▸ REQUEST A:
Answer these questions about the text on BEAM file chunks, each on its own line:
(i) What does the chunk name "ImpT" stand for?
(ii) What does the SUBSIZE field store?
(iii) Why does the Code chunk include the NUMBEROFLABELS field?
▸ REQUEST B: Return all of the records below verbatim, line for line.

▸ DOCUMENT EXTRACT:
☆ ☆ ☆ ☆ ☆

The chunk named “ImpT” (for IMPort Table) is mandatory and contains information about which functions are imported.
The format of the chunk is:
{“ImpT”:4
CHUNKSIZE:4
NUMBEROFENTRIES:4
[{FUNCTION:4,
ARITY:4,
LABEL:4
}]:NUMBEROFENTRIES
}
The code for parsing the import table is basically the same as that for parsing the export table, and we can actually use the same function to parse entries in both tables. See the full code at the end of the chapter.
The chunk named “Code” contains the beam code for the module and is mandatory. The format of the chunk is:
{“Code”:4
CHUNKSIZE:4
SUBSIZE:4
INSTRUCTIONSET:4
OPCODEMAX:4
NUMBEROFLABELS:4
NUMBEROFFUNCTIONS:4
[OPCODE:1]:(CHUNKSIZE-SUBSIZE)
[4-BYTEPAD:1]:0..3
}
The field SUBSIZE stores the number of words before the code starts. This makes it possible to add new information fields in the code chunk without breaking older loaders. The INSTRUCTIONSET field indicates which version of the instruction set the file uses. The version number is increased if any instruction is changed in an incompatible way.
The OPCODEMAX field indicates the highest number of any opcode used in the code. New instructions can be added to the system in a way such that older loaders still can load a newer file as long as the instructions used in the file are within the range the loader knows about.
The field NUMBEROFLABELS contains the number of labels so that a loader can preallocate a label table of the right size. The field NUMBEROFFUNCTIONS contains the number of functions so that a loader can preallocate a functions table of the right size.
We can parse out the code chunk by adding the following code to our program:
parse_chunks([{"Code", Size, <<SubSize:32/integer,Chunk/binary>>
} | Rest], Acc) ->
<<Info:SubSize/binary, Code/binary>> = Chunk,
%% 8 is size of CunkSize & SubSize
OpcodeSize = Size - SubSize - 8,
<<OpCodes:OpcodeSize/binary, _Align/binary>> = Code,
parse_chunks(Rest,[{code,parse_code_info(Info), OpCodes}
| Acc]);
..
parse_code_info(<<Instructionset:32/integer,
OpcodeMax:32/integer,
NumberOfLabels:32/integer,
NumberOfFunctions:32/integer,
Rest/binary>>) ->
[{instructionset, Instructionset},
{opcodemax, OpcodeMax},
{numberoflabels, NumberOfLabels},
{numberofFunctions, NumberOfFunctions} |
case Rest of
<<>> -> [];
_ -> [{newinfo, Rest}]
end].

☆ ☆ ☆ ☆ ☆

▸ RECORDS PROVIDED:
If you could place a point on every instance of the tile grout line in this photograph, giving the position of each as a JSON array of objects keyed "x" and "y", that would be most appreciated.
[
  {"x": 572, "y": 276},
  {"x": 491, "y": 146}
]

☆ ☆ ☆ ☆ ☆

▸ FINISHED ANSWER A:
(i) IMPort Table.
(ii) The number of words before the code starts.
(iii) So that a loader can preallocate a label table of the right size.

▸ FINISHED ANSWER B:
If you could place a point on every instance of the tile grout line in this photograph, giving the position of each as a JSON array of objects keyed "x" and "y", that would be most appreciated.
[
  {"x": 572, "y": 276},
  {"x": 491, "y": 146}
]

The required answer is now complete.